_What you are asked to do_:
What's wanted is each entry repeated verbatim, minus its images.

Items listed in a dataset
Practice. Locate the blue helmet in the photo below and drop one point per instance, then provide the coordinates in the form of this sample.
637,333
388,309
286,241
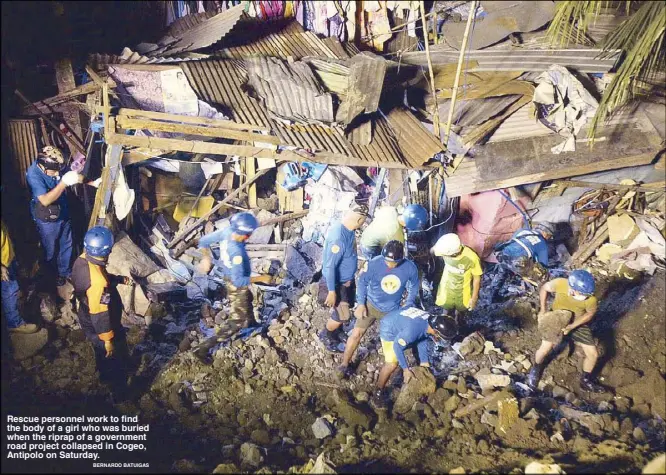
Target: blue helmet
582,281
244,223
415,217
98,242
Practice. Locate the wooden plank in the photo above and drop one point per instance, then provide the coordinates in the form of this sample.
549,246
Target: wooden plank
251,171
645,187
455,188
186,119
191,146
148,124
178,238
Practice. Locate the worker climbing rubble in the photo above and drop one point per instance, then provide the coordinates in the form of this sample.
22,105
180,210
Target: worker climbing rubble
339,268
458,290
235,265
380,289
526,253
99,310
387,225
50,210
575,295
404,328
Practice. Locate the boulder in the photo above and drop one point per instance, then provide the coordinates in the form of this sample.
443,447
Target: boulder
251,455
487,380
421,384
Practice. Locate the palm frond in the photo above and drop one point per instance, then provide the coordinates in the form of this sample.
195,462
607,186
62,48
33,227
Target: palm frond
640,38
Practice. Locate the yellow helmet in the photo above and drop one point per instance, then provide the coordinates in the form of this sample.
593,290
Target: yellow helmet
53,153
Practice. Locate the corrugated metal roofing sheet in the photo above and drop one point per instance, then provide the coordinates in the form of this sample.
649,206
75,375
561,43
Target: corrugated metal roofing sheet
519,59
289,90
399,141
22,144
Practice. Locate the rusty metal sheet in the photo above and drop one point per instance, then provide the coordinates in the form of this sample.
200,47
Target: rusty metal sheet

_Output for this exercise_:
Practice. Locate the blue helmet in the photo below and drop one point per instance, then provide the coordinates in the form of this sample.
637,333
388,309
286,241
Target: blue helmet
582,281
244,223
415,217
98,242
Practice. Locate the wooden plank in the photo above and drop one point per instance, then provide the coordinates in the form of this sample.
549,246
Target: wooden plank
251,171
645,187
455,188
186,119
191,146
148,124
178,238
Practice. Locate the worker climbing rubble in the photo above and drop one point per instance, then provide the coordinates in the form of this sample.
22,105
180,210
Target: worker climbing rubble
339,268
458,290
235,265
380,289
526,253
99,310
387,225
50,210
575,295
404,328
Practice. Locate the boulder in the photo above and drop one point per instance, then provide the coordinates in the form of this sample.
443,447
Target: boulder
251,455
487,380
421,384
Practice. Locate the palm frond in the photo above and drop one point per instance, then provide the coordinates in the form of this sample.
195,462
607,186
62,48
33,227
Target: palm frond
640,38
Practice. Locate the yellow helmet in the photo above and drop one point per instance, then provide the coordinates in the form of this sample.
593,290
Target: yellow helmet
53,153
Practice. Locate the corrugated metal roofing sheet in the photo above and drop one point per instance, then provide the coordinates in the form of this sample.
649,206
75,375
561,43
Target: corrugated metal roofing sheet
519,59
289,90
399,141
22,144
Practice. Locate the rusty metal sheet in the photo above and drop one point per instance, then provide the coordinates in the form of this sample.
200,47
Target: rusty metal sheet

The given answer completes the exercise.